-------- Provided records --------
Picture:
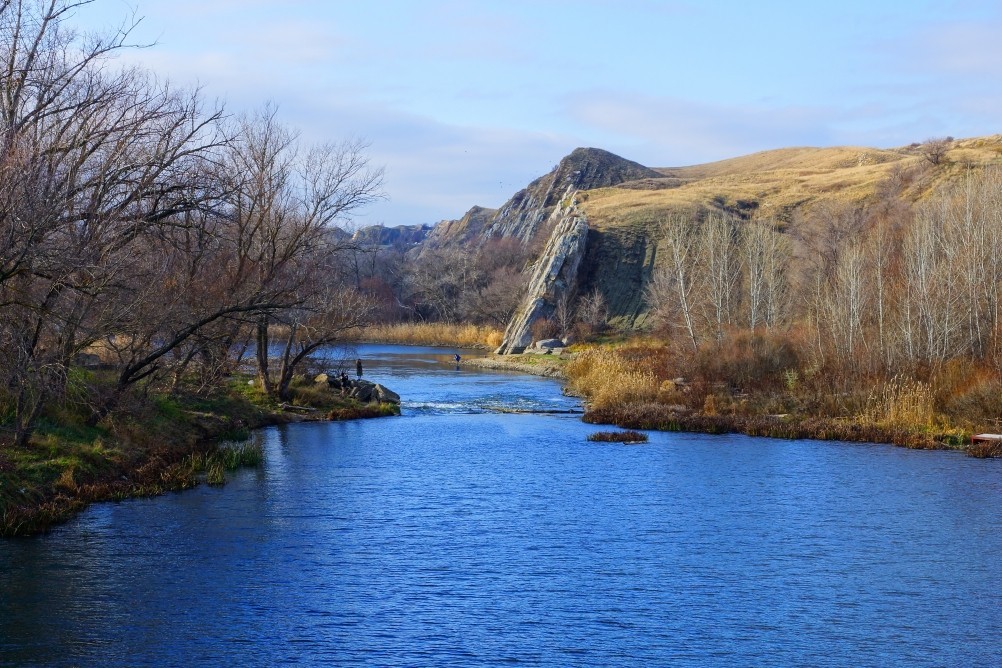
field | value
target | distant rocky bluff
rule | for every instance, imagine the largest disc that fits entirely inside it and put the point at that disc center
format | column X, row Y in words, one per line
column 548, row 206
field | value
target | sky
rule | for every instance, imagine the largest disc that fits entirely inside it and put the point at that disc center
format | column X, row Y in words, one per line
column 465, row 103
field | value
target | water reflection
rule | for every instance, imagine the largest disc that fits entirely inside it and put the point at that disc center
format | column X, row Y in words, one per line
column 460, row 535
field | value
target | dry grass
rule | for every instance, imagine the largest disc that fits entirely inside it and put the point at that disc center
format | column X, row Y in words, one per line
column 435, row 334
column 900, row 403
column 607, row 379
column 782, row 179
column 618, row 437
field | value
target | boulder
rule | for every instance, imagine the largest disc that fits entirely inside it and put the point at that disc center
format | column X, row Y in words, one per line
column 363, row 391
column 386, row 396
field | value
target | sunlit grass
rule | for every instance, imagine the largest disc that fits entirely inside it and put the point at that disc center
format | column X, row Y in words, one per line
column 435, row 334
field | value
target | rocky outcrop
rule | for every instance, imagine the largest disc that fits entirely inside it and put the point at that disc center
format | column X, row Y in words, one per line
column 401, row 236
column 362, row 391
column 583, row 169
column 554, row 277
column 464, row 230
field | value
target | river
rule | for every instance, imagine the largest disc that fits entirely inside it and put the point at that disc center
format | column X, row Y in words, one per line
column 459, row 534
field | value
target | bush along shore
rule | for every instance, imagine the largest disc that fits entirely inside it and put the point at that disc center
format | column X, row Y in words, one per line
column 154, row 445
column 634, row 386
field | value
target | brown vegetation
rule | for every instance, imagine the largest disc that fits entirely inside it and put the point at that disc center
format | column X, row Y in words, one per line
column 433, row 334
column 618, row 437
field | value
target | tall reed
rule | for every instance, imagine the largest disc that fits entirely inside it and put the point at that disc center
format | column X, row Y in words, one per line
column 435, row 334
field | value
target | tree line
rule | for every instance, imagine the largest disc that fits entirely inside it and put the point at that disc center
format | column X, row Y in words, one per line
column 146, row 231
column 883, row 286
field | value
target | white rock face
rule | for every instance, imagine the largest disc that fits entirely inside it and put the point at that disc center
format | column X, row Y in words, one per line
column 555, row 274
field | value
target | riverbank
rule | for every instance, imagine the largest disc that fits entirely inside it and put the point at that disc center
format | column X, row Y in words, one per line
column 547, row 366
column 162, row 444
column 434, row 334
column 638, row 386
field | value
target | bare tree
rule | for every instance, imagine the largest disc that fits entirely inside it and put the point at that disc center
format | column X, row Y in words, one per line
--------
Reproduce the stretch of the material from its first line through the line containing "column 465, row 103", word for word and including both ends. Leave the pictures out of your answer.

Picture:
field | value
target | distant rocky bluff
rule | for every instance, imagine the largest disc that fits entirely inside it and put the point at that disc center
format | column X, row Y in words, one per line
column 548, row 206
field | value
target | sky
rule | for every instance, imagine the largest disc that fits entirely inside it and put the point at that disc center
format | column X, row Y in words, one per line
column 465, row 103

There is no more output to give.